Study material |
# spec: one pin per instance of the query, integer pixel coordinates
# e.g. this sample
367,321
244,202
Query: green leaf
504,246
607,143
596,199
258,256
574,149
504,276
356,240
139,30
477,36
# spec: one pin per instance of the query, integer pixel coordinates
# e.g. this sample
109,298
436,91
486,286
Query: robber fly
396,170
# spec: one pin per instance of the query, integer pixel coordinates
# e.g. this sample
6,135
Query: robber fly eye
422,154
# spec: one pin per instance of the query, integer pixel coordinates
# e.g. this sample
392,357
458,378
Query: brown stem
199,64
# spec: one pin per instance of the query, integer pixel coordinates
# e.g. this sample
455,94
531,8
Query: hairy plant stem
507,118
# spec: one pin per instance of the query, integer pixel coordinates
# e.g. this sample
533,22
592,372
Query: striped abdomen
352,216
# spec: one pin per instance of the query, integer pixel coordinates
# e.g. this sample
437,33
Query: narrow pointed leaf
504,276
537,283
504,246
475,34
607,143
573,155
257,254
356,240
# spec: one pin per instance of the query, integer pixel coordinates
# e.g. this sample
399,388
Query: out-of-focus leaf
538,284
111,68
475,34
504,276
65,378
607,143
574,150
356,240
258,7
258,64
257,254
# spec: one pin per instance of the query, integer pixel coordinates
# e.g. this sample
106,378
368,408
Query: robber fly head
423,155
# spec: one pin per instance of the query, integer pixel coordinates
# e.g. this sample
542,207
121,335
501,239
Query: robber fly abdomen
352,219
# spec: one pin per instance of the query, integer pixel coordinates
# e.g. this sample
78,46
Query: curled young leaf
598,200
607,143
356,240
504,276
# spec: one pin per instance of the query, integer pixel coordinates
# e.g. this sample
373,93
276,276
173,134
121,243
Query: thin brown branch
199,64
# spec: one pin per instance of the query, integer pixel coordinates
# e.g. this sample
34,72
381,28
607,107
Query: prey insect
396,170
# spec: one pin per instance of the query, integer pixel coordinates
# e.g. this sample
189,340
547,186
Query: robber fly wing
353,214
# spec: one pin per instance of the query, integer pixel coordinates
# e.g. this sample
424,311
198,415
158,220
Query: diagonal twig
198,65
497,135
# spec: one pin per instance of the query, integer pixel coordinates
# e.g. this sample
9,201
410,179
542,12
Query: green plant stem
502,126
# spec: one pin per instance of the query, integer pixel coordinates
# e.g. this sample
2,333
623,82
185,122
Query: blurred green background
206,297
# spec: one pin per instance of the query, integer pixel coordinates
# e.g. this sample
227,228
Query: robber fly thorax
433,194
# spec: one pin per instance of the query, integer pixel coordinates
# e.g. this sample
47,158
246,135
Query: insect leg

Activity | Would you output the full listing exactly as it stands?

Output |
# spec: one pin per instance of the query, integer pixel coordinates
# e.g. this sample
367,321
244,202
Query: green leaf
504,246
607,143
596,199
258,256
574,149
504,276
356,240
139,30
477,36
# spec: one pin per instance of the query, integer pixel coordinates
# e.g. this sample
109,298
436,91
486,286
Query: robber fly
396,170
# spec: one pin per instance of the query, integer pixel coordinates
# e.g. this sample
6,135
Query: robber fly eye
422,154
# spec: one pin per instance of the query, integer pixel coordinates
# e.g. this sample
392,357
458,378
Query: brown stem
199,64
# spec: one pin per instance of the query, integer pixel coordinates
# e.g. this sample
455,94
531,8
Query: hairy plant stem
507,118
# spec: one pin per instance of the query, integer pixel coordinates
# e.g. this sample
533,22
592,372
Query: striped abdomen
352,216
# spec: one pin per instance of the query, integer pixel coordinates
# e.g. this sample
437,33
Query: narrow pointed leaf
504,276
537,283
504,246
475,34
607,143
573,155
257,254
356,240
# spec: one pin per instance of the query, integer pixel coordinates
# e.g. this sample
399,388
Query: out-of-focus leaf
538,284
111,68
475,34
504,276
65,378
607,143
574,150
356,240
258,7
258,64
257,254
# spec: one pin per instance of the query, integer pixel coordinates
# e.g. this sample
106,378
368,408
Query: robber fly head
423,155
# spec: one pin per instance of the query, integer pixel coordinates
# e.g. this sample
542,207
121,335
501,239
Query: robber fly abdomen
352,219
# spec: one pin per instance of the query, integer pixel coordinates
# e.g. this sample
78,46
Query: curled young leaf
598,200
607,143
356,240
504,276
# spec: one pin per instance of the query, integer pixel coordinates
# e.g. this sample
373,93
276,276
173,134
121,243
Query: thin brown branch
199,64
# spec: one pin per instance of the query, integer pixel coordinates
# e.g. this sample
34,72
381,28
607,107
Query: prey insect
396,170
# spec: one pin per instance of the query, integer pixel coordinates
# e.g. this sample
189,340
547,186
Query: robber fly wing
353,214
# spec: one pin per instance of the query, integer pixel coordinates
# e.g. this sample
424,311
198,415
158,220
Query: diagonal twig
198,65
497,135
# spec: one pin per instance of the query, integer pixel coordinates
# e.g. this sample
9,201
410,179
542,12
Query: green plant stem
502,126
# spec: one pin per instance of the query, integer pixel coordinates
# e.g. this sample
2,333
623,82
185,122
Query: blurred green background
206,297
# spec: one pin per instance of the query, integer pixel coordinates
# e.g. this sample
227,228
Query: robber fly thorax
433,194
# spec: one pin per instance of the query, integer pixel coordinates
# e.g. this sample
47,158
246,135
Query: insect leg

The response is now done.